Task description :: In the records that follow, find each line with the word "bookshelf" and copy it.

=-=-=-=-=

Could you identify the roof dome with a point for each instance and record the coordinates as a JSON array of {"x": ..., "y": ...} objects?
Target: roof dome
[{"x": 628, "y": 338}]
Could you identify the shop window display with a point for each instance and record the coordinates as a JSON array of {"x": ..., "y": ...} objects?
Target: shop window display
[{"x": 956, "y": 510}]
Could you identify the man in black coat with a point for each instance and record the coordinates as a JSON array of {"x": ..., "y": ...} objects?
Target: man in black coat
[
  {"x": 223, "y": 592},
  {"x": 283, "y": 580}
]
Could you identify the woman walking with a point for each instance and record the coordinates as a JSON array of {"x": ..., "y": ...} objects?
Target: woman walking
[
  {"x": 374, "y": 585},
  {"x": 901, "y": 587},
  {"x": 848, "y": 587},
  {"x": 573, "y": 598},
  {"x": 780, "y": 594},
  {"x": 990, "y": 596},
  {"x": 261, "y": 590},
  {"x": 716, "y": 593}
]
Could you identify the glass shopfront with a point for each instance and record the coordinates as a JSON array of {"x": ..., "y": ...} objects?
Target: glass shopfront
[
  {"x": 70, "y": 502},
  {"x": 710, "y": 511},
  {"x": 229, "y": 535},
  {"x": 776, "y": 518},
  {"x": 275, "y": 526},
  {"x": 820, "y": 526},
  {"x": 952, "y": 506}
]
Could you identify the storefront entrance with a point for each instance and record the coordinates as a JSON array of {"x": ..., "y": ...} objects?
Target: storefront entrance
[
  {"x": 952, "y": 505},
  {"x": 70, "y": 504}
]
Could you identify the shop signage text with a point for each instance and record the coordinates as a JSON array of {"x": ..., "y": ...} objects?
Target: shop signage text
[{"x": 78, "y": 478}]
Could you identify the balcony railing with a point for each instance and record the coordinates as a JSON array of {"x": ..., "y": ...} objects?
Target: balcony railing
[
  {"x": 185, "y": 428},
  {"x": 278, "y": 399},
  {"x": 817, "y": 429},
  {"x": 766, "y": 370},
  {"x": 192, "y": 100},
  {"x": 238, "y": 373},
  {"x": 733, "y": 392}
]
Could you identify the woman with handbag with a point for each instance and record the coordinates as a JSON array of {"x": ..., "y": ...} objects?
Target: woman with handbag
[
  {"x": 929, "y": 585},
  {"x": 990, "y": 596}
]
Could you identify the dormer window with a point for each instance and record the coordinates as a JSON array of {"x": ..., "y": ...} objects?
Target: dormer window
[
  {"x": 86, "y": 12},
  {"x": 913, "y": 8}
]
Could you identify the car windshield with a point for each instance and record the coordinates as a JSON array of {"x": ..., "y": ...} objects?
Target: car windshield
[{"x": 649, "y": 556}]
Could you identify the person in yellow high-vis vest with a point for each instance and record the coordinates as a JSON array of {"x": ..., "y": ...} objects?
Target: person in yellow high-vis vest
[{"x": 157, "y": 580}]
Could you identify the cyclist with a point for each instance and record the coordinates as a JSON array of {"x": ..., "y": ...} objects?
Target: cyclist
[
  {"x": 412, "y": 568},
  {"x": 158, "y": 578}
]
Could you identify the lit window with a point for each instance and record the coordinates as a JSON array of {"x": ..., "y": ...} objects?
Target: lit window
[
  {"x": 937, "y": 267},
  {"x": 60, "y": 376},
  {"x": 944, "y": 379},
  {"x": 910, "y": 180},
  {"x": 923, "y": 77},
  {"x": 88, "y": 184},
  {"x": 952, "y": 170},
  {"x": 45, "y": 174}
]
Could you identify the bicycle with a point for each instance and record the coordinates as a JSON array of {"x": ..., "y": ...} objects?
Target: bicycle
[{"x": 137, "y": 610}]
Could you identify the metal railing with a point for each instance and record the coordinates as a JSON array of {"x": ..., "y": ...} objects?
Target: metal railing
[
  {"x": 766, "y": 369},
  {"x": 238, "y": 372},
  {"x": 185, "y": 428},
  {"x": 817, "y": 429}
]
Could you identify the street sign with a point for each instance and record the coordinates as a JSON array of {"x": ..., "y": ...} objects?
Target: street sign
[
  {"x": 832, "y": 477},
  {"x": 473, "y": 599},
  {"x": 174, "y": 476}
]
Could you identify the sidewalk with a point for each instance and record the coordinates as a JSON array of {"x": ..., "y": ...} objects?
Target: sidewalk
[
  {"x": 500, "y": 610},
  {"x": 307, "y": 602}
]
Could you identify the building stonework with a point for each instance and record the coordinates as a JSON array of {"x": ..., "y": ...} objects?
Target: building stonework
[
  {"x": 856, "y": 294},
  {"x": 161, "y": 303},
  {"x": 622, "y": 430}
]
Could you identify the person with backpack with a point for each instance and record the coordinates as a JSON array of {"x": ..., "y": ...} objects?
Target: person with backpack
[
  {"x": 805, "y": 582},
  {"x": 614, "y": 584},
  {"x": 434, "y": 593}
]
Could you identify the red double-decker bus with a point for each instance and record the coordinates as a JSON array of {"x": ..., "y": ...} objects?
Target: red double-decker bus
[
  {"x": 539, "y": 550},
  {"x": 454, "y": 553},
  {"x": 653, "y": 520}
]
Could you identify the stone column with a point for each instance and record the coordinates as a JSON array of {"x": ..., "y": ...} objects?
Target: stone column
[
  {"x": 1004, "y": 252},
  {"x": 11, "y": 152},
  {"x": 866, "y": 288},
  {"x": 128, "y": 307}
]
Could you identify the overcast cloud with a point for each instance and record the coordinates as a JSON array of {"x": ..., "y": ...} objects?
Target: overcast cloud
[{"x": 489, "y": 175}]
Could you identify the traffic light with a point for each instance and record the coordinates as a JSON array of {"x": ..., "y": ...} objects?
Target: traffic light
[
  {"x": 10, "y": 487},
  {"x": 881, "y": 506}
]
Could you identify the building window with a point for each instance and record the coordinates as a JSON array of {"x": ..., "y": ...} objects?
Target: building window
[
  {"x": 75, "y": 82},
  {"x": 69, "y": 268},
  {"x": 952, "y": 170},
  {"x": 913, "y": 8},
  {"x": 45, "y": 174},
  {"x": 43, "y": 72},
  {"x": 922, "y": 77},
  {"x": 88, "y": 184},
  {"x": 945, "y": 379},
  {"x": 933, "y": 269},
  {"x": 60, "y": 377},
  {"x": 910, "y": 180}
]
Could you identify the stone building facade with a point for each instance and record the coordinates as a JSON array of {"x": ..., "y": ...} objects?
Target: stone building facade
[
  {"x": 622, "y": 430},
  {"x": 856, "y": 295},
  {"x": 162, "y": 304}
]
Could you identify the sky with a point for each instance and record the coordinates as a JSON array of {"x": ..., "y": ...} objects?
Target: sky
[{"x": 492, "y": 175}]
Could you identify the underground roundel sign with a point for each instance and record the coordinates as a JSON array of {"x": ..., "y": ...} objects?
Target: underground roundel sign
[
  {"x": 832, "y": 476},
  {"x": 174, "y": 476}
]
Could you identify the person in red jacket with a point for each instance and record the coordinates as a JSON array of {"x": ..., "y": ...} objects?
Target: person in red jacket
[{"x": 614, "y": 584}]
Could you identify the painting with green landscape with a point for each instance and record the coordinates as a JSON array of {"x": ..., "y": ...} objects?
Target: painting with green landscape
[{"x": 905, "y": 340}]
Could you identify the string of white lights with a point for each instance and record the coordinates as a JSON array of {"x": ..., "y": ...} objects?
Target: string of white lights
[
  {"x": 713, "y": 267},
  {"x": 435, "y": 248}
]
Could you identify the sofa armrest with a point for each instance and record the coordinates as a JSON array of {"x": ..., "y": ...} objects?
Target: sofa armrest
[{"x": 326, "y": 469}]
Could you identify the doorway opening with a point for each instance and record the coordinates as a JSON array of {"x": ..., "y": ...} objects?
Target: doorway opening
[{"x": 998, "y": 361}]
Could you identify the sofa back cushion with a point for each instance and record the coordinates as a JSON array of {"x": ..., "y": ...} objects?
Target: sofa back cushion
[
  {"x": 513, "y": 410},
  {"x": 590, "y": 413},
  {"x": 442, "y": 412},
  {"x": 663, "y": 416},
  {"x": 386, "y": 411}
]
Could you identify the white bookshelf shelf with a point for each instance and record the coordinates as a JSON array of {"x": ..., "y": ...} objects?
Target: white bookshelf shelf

=-=-=-=-=

Expected output ::
Could you identify the white bookshelf shelf with a point for each instance and record the coordinates as a JSON array of {"x": ..., "y": ...} objects?
Target: white bookshelf shelf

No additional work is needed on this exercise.